## [WHAT YOU ARE ASKED TO DO]
Copy every entry exactly.

## [EXERCISE INPUT]
_ _ _ _ _ _ _
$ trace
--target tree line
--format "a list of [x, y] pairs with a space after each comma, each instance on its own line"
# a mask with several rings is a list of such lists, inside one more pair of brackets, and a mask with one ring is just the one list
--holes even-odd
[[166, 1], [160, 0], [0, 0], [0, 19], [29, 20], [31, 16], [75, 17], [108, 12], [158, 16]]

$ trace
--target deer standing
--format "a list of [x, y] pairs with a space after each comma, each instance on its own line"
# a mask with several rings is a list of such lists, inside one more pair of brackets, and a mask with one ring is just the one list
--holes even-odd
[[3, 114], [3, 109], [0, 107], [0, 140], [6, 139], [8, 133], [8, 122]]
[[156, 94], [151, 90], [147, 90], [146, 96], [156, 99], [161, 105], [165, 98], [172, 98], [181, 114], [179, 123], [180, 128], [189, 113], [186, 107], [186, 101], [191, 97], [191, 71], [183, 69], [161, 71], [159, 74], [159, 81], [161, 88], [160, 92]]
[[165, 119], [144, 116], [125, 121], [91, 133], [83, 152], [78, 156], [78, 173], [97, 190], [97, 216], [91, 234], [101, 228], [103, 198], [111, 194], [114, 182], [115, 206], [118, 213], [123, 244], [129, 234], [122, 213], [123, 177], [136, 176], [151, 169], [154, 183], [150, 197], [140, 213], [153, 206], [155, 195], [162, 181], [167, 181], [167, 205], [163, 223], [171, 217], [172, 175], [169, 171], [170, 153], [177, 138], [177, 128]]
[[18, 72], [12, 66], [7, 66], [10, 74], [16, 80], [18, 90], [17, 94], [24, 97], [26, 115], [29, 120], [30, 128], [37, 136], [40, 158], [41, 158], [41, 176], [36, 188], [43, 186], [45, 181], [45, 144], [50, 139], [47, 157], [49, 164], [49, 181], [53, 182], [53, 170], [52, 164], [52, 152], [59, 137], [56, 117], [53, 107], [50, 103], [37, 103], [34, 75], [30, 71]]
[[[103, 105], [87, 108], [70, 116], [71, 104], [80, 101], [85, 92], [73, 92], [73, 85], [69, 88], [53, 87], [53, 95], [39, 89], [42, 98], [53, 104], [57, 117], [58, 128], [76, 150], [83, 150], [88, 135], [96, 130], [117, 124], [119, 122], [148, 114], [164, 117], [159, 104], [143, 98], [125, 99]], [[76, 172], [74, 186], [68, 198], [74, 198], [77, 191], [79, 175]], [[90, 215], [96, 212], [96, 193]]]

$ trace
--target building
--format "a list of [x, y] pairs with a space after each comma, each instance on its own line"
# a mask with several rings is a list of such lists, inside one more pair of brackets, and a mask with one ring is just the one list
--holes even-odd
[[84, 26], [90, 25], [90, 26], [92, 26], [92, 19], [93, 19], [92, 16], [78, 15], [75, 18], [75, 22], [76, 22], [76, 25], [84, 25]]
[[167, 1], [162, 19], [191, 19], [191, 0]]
_ _ _ _ _ _ _
## [REPLY TO THE EXERCISE]
$ trace
--target tree line
--format "a list of [x, y] pairs with a space after each comma, each instance on its own line"
# a mask with several rings is a list of such lists, inside one more pair of brackets, and a mask with one ring is just the one list
--holes even-odd
[[166, 1], [160, 0], [0, 0], [0, 19], [29, 20], [31, 16], [75, 17], [108, 12], [158, 16]]

$ trace
--target deer standing
--format "a list of [x, y] pairs with a space after each comma, each instance on its own line"
# a mask with several rings is a list of such lists, inside one more pair of brackets, and a mask with one ring is just the one list
--holes even-odd
[[3, 114], [3, 109], [0, 107], [0, 140], [6, 139], [8, 133], [8, 122]]
[[156, 94], [151, 90], [147, 90], [146, 96], [156, 99], [161, 105], [165, 98], [172, 98], [181, 114], [179, 123], [180, 128], [189, 113], [186, 107], [186, 101], [191, 97], [191, 71], [183, 69], [161, 71], [159, 74], [159, 81], [161, 88], [160, 92]]
[[165, 119], [144, 116], [125, 121], [91, 133], [83, 152], [78, 156], [78, 173], [97, 190], [97, 216], [91, 234], [101, 228], [103, 198], [111, 194], [114, 182], [115, 206], [118, 213], [123, 244], [129, 234], [122, 213], [123, 177], [136, 176], [151, 169], [154, 183], [150, 197], [140, 213], [153, 206], [155, 195], [162, 181], [167, 181], [167, 205], [163, 223], [171, 217], [172, 175], [169, 171], [170, 153], [177, 138], [177, 128]]
[[18, 72], [12, 66], [7, 66], [10, 74], [16, 80], [18, 90], [17, 94], [24, 97], [26, 115], [29, 120], [30, 128], [37, 136], [40, 158], [41, 158], [41, 176], [36, 188], [43, 186], [45, 181], [45, 144], [50, 139], [47, 157], [49, 164], [49, 181], [53, 182], [53, 170], [52, 164], [52, 152], [59, 137], [56, 117], [53, 107], [50, 103], [37, 103], [34, 75], [30, 71]]
[[[103, 105], [87, 108], [70, 116], [71, 104], [80, 101], [85, 92], [73, 92], [73, 85], [69, 88], [53, 87], [53, 95], [39, 89], [42, 98], [53, 104], [57, 117], [58, 128], [76, 150], [83, 150], [88, 135], [96, 130], [117, 124], [119, 122], [148, 114], [164, 117], [159, 104], [143, 98], [125, 99]], [[76, 172], [74, 186], [68, 198], [74, 198], [77, 191], [79, 175]], [[90, 215], [96, 212], [96, 193]]]

$ trace
--target building
--format "a list of [x, y] pairs with a space after each comma, each instance on its own line"
# a mask with several rings is a list of such lists, inside one more pair of brackets, and a mask with one ring is just the one list
--holes even-odd
[[84, 26], [90, 25], [90, 26], [92, 26], [92, 19], [93, 19], [92, 16], [78, 15], [75, 18], [75, 22], [76, 22], [76, 25], [84, 25]]
[[167, 1], [162, 19], [191, 19], [191, 0]]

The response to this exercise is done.